- _Problema posto A_:
Restituisci tutte le righe dei record in cui compare la stringa "skewer".

# Salve



## Alerossonero69 (16 Marzo 2021)

Salve a tutti, da buon milanista seguo questo sito da oramai qualche tempo, mi sono iscritto a dicembre ma fino a pochi giorni fa non avevo ancora commenato. Ho deciso di farlo perchè come scrive spesso un utente di questo forum, ovvero [MENTION=4746]A.C Milan 1899[/MENTION] siamo ad un punto critico della storia del Milan che molto probabilmente può cambiare le sorti del club in positivo o negativo, frequentando altri social come Twitter tuttavia non mi sembra che molti l'abbiano capito mentre qui su questo forum ho trovato competenza e attaccamento alle sorti del club e quindi credo che sarà un piacere interagire con voi.
Grazie a tutti


----------



## sette (16 Marzo 2021)

Alerossonero69 ha scritto:


> Salve a tutti, da buon milanista seguo questo sito da oramai qualche tempo, mi sono iscritto a dicembre ma fino a pochi giorni fa non avevo ancora commenato. Ho deciso di farlo perchè come scrive spesso un utente di questo forum, ovvero [MENTION=4746]A.C Milan 1899[/MENTION] siamo ad un punto critico della storia del Milan che molto probabilmente può cambiare le sorti del club in positivo o negativo, frequentando altri social come Twitter tuttavia non mi sembra che molti l'abbiano capito mentre qui su questo forum ho trovato competenza e attaccamento alle sorti del club e quindi credo che sarà un piacere interagire con voi.
> Grazie a tutti



Benvenuto


----------



## A.C Milan 1899 (16 Marzo 2021)

Alerossonero69 ha scritto:


> Salve a tutti, da buon milanista seguo questo sito da oramai qualche tempo, mi sono iscritto a dicembre ma fino a pochi giorni fa non avevo ancora commenato. Ho deciso di farlo perchè come scrive spesso un utente di questo forum, ovvero [MENTION=4746]A.C Milan 1899[/MENTION] siamo ad un punto critico della storia del Milan che molto probabilmente può cambiare le sorti del club in positivo o negativo, frequentando altri social come Twitter tuttavia non mi sembra che molti l'abbiano capito mentre qui su questo forum ho trovato competenza e attaccamento alle sorti del club e quindi credo che sarà un piacere interagire con voi.
> Grazie a tutti



Benvenuto Ale.


----------



## Alerossonero69 (16 Marzo 2021)

sette ha scritto:


> Benvenuto



Grazie


----------



## Alerossonero69 (16 Marzo 2021)

A.C Milan 1899 ha scritto:


> Benvenuto Ale.



Grazie


----------



## Maravich49 (16 Marzo 2021)

Ciao e benvenuto


----------

- _Materiale estratto_:

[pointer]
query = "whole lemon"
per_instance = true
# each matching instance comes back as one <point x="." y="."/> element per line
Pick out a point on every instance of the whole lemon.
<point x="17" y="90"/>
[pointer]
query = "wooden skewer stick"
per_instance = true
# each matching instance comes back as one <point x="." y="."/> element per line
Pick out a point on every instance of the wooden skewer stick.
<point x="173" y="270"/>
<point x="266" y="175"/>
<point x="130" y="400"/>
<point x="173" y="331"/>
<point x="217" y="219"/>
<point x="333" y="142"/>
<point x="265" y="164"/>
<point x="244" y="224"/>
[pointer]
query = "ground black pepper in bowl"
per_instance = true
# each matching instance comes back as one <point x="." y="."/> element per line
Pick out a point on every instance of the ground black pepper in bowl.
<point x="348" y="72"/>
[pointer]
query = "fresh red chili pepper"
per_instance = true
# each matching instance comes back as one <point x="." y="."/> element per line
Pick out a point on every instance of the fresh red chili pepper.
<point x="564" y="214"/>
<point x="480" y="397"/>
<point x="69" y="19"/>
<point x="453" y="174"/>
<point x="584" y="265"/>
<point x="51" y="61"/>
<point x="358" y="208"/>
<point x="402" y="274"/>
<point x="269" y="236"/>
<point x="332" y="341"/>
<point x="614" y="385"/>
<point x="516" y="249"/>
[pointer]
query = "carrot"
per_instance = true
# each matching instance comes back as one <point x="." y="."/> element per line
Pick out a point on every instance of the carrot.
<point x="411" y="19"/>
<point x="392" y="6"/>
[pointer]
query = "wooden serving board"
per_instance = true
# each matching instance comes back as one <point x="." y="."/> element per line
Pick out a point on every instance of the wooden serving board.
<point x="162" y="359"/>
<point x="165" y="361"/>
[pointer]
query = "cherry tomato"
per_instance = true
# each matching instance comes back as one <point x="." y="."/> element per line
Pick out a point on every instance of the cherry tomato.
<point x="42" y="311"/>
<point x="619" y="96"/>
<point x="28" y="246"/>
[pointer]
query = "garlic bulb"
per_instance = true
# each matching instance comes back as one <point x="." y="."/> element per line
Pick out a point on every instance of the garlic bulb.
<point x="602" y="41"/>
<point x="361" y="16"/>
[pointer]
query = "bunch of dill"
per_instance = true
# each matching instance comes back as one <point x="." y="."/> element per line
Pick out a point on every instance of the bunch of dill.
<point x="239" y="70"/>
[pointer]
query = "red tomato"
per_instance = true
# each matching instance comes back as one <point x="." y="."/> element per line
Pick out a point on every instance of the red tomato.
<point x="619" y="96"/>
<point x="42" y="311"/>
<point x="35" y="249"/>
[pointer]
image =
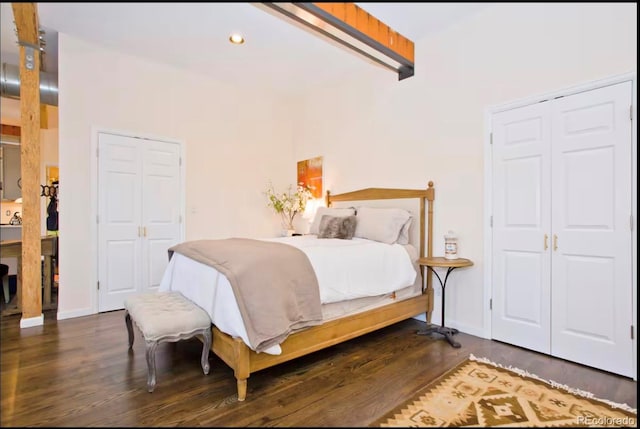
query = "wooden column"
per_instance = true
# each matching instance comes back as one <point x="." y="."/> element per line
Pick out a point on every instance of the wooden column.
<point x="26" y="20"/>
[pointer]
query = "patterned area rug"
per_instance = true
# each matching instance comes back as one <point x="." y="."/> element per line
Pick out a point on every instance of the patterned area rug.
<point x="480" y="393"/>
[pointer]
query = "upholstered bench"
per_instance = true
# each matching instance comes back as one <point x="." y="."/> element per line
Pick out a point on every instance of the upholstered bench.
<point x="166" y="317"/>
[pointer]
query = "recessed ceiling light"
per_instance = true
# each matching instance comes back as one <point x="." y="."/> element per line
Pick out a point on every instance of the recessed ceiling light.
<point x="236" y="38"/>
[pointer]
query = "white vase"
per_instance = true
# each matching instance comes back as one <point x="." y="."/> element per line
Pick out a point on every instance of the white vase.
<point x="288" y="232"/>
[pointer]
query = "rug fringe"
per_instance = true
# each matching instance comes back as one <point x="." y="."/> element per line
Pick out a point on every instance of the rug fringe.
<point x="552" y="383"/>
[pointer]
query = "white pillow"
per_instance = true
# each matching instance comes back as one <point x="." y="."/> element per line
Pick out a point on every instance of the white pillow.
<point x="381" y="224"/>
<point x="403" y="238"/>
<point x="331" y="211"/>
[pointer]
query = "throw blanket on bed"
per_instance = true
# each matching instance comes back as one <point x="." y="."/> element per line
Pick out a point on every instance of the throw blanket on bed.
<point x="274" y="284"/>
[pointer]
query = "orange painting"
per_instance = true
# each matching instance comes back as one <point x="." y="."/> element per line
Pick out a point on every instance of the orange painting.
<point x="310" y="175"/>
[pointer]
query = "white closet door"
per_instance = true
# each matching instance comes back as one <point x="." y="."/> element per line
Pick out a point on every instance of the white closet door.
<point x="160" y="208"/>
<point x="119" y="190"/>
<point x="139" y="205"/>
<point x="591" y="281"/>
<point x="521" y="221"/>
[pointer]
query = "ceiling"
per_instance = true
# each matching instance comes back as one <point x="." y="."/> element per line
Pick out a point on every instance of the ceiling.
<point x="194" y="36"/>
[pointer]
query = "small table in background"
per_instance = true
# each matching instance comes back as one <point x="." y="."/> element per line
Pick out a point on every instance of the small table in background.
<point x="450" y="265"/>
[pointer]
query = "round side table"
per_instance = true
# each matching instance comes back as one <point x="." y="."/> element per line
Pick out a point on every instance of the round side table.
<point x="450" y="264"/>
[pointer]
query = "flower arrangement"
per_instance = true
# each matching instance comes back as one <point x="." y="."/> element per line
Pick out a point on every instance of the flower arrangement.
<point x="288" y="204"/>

- _Problema posto B_:
Nel brano di lettura, in quale mese è avvenuta l'iscrizione di Alerossonero69 al forum?

- _Risposta scritta A_:
query = "wooden skewer stick"
Pick out a point on every instance of the wooden skewer stick.

- _Risposta scritta B_:
A dicembre.